Arbeitsaufträge =
[A] Schreib aus dem Thread über Diablo 3 alles von „Kann mir mal“ bis hinunter zu „SInn ergeben...!?!!??! ....“ wortgetreu ab.
[B] Nimm den Thread über Diablo 3 für PS3 und PS4 dort auf, wo er endet, und schreib ihn weiter.

Vorgegebener Text =
# Diablo 3 Offline Coop Multiplayer für PS3 und PS4?!?!?



## dantevalerius (21. Februar 2013)

*Diablo 3 Offline Coop Multiplayer für PS3 und PS4?!?!?*

Also ich weiss nicht ob ich das richtig verstanden habe.....aber das haben die nicht wirklich vor oder?Ich meine,Diablo 3 bekommt keinen LAN modus mehr (genau wie Starcraft 2^^) aber die Konsoleros bekommen etwas,was die Pc ler sich immer gewünscht haben?

Kann mir mal bitte einer erklären,was das soll?wo ist da die Logik?

Na ich freu mich schon auf die Flamewars wenn das wirklich so kommt......naja,Blizzard hat bis dahin ja sicher sogar genug DIablo 3 an die Konsolenfreunde gebracht das dann sicher ein "grosses,neues und nie dargewesenes " *hust*....nennen wir es doch einfach mal "Feature" *hust* auf ner Blizzcon in den nächsten Jahren für die Diablo 3 Pc version angekündigt wird......OFFLINE MULTIPLAYER FÜR PC SPIELER!!! Wooohooo.....damit ihr von uns so derbe verarschten Pc "Auktionshaussimulator 1".....ähm Diablo3 Spieler wieder aufhören zu jammern,das die bösen bösen Konsolenspieler allem anschein nach bevorzugt werden mit Features,die für die "Grossen" auf der Spieleplattform Pc offensichtlich keinen SInn ergeben...!?!!??! ....

Fakt ist aber sicher mal,das Blizzard genau weiss,das sie bei DIablo 3 verkackt haben (im Design sowie auch im Gameplay) und wollen ihr millionenschweres Schiff ,die "USS Diablo" in einen sicheren hafen bringen und einfach noch n bissel mehr geld da rausquetschen denn der  Absatz ist seit dem launch sicher rapide nach unten gegangen.....was liegt da nahe,als ein grafisch anspruchsloses Game das nicht viel braucht auf einer neuen bzw alten Konsole nochmal neu aufzulegen und zu hoffen,das nicht alle Playstation Fanboys und Girls gehört haben,wie mies das game letzendlich doch ist und Blizzrd so nochmal 60 Euronen bei dieser Klientel einheimst......

Kann sich noch jemand an die guten alten zeiten erinnern,....SNES,Mega DRive,Game Boy........ich such mal meinen Emulator......bin dann mal Street figther 2 zocken....XD

hmm.....wollte mich net wirklich hier auskotzen aber ehrlich leute.....seriously,wtf geht mir da die ganze zeit durch den sinn.....


----------



## LordCrash (21. Februar 2013)

Um ehrlich zu sein, glaube ich nicht, dass ein Offline-Coop das Spiel noch retten kann. Die Ursünde wurde mit dem Auktionshaus begangen und solange das noch exisitert (und das wird es, da es Kohle scheffelt), wird das Spiel auch nicht besser werden, egal welche Features sie da noch reinpacken. Also mach dir mal keinen Kopf.....

Vorliegende Angaben =
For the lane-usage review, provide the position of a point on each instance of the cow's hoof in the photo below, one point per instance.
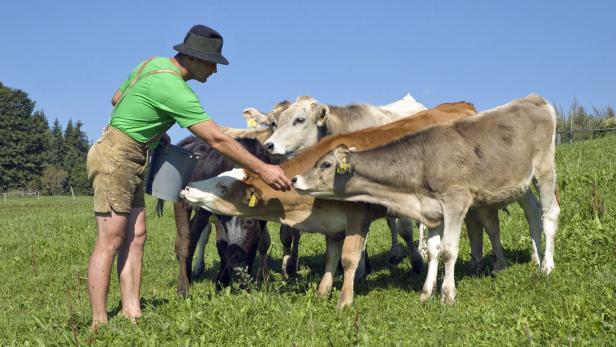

Gegebene Antworten =
[A]
Kann mir mal bitte einer erklären,was das soll?wo ist da die Logik?

Na ich freu mich schon auf die Flamewars wenn das wirklich so kommt......naja,Blizzard hat bis dahin ja sicher sogar genug DIablo 3 an die Konsolenfreunde gebracht das dann sicher ein "grosses,neues und nie dargewesenes " *hust*....nennen wir es doch einfach mal "Feature" *hust* auf ner Blizzcon in den nächsten Jahren für die Diablo 3 Pc version angekündigt wird......OFFLINE MULTIPLAYER FÜR PC SPIELER!!! Wooohooo.....damit ihr von uns so derbe verarschten Pc "Auktionshaussimulator 1".....ähm Diablo3 Spieler wieder aufhören zu jammern,das die bösen bösen Konsolenspieler allem anschein nach bevorzugt werden mit Features,die für die "Grossen" auf der Spieleplattform Pc offensichtlich keinen SInn ergeben...!?!!??! ....

[B]
----------



## SNAKEBYTES13 (22. Februar 2013)

Tja, so unterschiedlich können Ansichten sein.

Das Game ist das beste Spiel der letzten 5 Jahre aus meiner Sicht. Und Diablo III auf PS 4 ist für mich ein Kaufgrund für die Konsole. Wenn man das Teil dann auch noch offline spielen kann, umso besser.

Was bitte hat man denn "verkackt"? Dass es keine unübersichtlichen Talentbäume mehr gibt? Dass man schöne neue Klassen eingebaut hat? Dass man das Spiel stetig erweitert? Hm... das einzige, was man bei Diablo III kritisieren kann, ist der mehr als holprige Start.
Alles andere sind reine Hasstiraden nur weil man sich bei Blizzard erdreistet hat, keinen Diablo II-Klon in schönerem Gewand zu präsentieren.

Diablo III ist gut so, wie es ist.


----------



## LordCrash (23. Februar 2013)

SNAKEBYTES13 schrieb:


> Tja, so unterschiedlich können Ansichten sein.
> 
> Das Game ist das beste Spiel der letzten 5 Jahre aus meiner Sicht. Und Diablo III auf PS 4 ist für mich ein Kaufgrund für die Konsole. Wenn man das Teil dann auch noch offline spielen kann, umso besser.
> 
> ...


 Na gut, deine differenzierte Aufzählung von Vorzügen und Kritikpunkten am Spiel macht natürlich jede künftige Diskussion überflüssig.

Dass das Auktionshaus massiv das Spielprinzip untergräbt, dass die Story lächerlich kurz und dazu noch äußerst schwach ist, dass die Dropraten mies sind, dass die Grafik zwar funktional, aber nicht gut ist, dass nach wie vor unnötiger Onlinezwang besteht usw usw, sind natürlich nur minimale Kritikunkte, die ich hier nur der Vollständigkeit halber aufzähle.... Im Grunde ist der einzig legitime Kritikpunkt ja doch nur der, dass D3 kein D2 Klon ist....


----------



## Shadow_Man (23. Februar 2013)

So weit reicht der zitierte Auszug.